** READING TEXT follows **

It was during this charge at Carter's Station that Private Angus received the first of several wounds during his service, a gunshot wound to the upper leg.

The Regiment was engaged at Powder Springs Gap on April 28, 1864, then at Dandridge on May 19th. On the 28th, a reconnaissance was made from Strawberry Plains by one hundred and sixty men of the Regiment. The next day they reached Bull's Gap, and the following day were at Greenville, where at 2:30 P.M., the confederates were encountered, over one hundred strong. A brisk fight ensued, the rebels loosing 24 killed, 14 wounded.

In June they met the southerners in skirmishes at Morristown on the 2nd, at Bean's Station on the 16th, Rodgersville on the 17th, Kingsport on the 18th, Cany Branch on the 20th, New Market on the 21st, Moseburg on the 23rd, William's Ford on the 25th, and then at Dutch Bottom on the 28th.

During the month of July and the early part of August, detachments of the Regiment were constantly engaged in scouting and pursuing small bands of rebels in East Tennessee, meeting them at Sevierville July 5th, Newport July 8th, Morristown August 5th, and at Greenville on the 4th.

On August 17, 1864, the Tenth was ordered to report for temporary duty to Brigadier General Gilliam, commanding the East Tennessee Expedition. Three companies, including Angus' Company F, were left at Knoxville.

On August 23, 1864, Private Angus was among seventy-two men sent out from Knoxville with Major Israel Smith, to scout in the direction of Strawberry Plains and ascertain the position of the Confederates. Smith ordered his advance guard to charge the first group of rebels they might encounter. They discovered a force about two miles from Flat Creek Bridge, Tennessee, where according to orders, they charged them in gallant style. Smith followed up with his command. The rebels proved to be the 8th Texas Cavalry, 400 strong. The Union men routed the rebels completely, capturing their commanding officer and forty others, and hotly pursuing them until they came to the Flat Creek Bridge, a long, high and narrow bridge. They continued the pursuit over the bridge where they found themselves confronted by Gen. William Hume's Division of cavalry, 2000 strong, scarcely 300 yards from the bridge, and drawn up in line of battle. Smith and his men managed to effect and escape, though the rebels chased them for seven miles. During this incident, Ira E. Angus was wounded by a rifle ball through the right wrist and a saber cut to the head.

** End of READING TEXT **
** DATA EXCERPTS follows **

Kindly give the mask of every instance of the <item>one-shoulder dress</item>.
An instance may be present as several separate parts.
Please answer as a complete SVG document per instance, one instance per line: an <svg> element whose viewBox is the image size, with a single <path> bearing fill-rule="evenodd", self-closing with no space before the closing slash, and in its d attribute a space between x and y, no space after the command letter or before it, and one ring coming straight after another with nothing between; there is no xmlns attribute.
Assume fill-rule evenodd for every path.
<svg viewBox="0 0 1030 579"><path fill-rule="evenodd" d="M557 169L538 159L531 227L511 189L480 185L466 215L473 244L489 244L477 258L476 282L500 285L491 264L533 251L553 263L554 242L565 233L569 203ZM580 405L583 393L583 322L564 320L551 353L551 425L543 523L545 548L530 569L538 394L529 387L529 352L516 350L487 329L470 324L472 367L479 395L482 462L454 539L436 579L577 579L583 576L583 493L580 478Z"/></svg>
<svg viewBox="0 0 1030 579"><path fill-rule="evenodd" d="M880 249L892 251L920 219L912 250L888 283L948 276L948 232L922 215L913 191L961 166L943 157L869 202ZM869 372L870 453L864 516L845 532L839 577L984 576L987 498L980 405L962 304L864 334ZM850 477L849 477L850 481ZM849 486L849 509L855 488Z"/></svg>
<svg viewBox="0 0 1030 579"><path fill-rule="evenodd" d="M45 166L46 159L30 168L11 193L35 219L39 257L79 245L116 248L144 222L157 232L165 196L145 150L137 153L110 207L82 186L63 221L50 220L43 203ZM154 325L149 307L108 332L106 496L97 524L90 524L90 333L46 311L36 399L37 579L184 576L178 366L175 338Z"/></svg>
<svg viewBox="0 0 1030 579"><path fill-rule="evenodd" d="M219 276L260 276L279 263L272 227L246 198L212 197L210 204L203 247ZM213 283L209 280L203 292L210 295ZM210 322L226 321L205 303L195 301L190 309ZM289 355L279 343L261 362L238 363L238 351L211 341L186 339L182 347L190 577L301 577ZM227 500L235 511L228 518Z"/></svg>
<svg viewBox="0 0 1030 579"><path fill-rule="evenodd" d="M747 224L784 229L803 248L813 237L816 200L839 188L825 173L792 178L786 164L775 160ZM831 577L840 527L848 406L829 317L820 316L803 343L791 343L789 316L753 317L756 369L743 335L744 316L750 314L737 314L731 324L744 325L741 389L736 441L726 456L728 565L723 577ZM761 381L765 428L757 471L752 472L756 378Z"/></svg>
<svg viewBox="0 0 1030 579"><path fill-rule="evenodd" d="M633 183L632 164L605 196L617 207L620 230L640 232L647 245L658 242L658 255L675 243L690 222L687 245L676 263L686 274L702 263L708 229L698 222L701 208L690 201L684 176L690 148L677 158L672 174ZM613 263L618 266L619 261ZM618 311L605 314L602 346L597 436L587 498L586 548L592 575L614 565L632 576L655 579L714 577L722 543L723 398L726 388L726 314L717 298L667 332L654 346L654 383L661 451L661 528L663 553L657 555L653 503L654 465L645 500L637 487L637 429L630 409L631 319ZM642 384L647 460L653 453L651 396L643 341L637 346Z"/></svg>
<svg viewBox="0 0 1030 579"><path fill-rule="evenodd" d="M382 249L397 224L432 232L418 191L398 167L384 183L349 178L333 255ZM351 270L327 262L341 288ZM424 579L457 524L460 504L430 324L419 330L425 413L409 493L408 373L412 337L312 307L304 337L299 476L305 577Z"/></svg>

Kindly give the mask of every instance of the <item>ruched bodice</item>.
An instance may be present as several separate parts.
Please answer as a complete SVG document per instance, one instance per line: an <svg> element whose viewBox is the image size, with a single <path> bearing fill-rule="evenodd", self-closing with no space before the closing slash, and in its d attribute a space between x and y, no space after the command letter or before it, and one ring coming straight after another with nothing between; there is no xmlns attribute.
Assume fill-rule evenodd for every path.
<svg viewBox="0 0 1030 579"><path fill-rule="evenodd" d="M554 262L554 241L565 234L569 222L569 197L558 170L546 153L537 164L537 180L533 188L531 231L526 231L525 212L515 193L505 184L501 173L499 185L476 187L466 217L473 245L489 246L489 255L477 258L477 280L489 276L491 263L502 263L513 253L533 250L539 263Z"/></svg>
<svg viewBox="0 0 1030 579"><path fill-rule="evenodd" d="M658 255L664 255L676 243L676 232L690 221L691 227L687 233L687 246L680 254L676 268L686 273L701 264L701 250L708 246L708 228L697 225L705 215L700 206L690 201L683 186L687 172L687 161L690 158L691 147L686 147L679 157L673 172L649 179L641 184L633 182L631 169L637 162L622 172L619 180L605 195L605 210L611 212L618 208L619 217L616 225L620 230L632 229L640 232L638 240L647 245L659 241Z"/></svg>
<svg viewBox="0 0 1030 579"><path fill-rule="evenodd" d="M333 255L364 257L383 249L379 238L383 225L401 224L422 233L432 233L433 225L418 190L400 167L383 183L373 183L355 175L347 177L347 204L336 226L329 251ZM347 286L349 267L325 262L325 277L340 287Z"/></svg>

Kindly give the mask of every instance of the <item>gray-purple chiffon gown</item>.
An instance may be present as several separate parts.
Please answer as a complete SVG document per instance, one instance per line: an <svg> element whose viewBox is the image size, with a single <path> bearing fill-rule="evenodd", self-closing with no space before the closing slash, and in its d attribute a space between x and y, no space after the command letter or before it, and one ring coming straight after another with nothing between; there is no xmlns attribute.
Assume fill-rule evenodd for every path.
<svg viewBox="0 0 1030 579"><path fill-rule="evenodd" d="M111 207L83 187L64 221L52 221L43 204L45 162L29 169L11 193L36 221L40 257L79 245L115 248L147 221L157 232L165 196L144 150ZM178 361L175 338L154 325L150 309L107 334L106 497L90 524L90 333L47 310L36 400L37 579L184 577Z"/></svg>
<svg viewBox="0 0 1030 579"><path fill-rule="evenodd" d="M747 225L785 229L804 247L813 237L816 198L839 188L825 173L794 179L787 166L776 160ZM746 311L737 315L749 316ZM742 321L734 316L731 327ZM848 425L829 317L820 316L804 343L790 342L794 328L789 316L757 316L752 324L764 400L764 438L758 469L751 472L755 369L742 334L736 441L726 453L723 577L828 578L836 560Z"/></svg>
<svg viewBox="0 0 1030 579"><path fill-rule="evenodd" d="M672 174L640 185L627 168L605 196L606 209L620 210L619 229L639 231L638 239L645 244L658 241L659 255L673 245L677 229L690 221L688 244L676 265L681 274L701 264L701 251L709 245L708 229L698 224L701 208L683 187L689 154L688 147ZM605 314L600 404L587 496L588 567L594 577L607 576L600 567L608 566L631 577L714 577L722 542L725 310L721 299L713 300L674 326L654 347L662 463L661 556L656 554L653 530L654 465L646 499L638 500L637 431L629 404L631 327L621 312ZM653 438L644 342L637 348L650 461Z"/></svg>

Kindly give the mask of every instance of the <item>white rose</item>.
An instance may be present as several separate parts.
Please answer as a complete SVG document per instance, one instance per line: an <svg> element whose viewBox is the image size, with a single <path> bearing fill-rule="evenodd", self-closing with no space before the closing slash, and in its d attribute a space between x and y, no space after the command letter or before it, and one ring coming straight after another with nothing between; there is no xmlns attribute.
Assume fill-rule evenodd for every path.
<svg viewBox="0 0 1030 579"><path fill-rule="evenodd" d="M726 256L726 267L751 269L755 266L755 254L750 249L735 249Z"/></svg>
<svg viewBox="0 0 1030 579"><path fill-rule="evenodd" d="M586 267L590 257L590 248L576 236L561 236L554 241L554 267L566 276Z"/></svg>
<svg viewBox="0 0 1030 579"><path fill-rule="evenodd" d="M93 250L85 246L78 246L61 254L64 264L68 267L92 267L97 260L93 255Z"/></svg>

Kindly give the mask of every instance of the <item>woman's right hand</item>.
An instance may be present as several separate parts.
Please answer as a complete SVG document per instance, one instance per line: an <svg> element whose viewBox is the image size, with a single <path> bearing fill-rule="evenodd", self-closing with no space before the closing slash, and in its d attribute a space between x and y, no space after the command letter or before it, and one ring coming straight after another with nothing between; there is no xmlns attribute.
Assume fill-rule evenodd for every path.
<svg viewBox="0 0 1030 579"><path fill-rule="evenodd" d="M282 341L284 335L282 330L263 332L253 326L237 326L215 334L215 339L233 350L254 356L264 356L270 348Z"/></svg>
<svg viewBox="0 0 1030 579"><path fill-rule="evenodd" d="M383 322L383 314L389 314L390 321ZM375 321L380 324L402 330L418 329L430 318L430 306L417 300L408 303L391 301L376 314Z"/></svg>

** End of DATA EXCERPTS **

» WHAT YOU SHOULD DO
According to the account of the regiment's 1864 service, what wounds did Ira E. Angus receive during the August 23 scout toward Strawberry Plains?

» RESULT FOR THIS EXERCISE
He was wounded by a rifle ball through the right wrist and a saber cut to the head.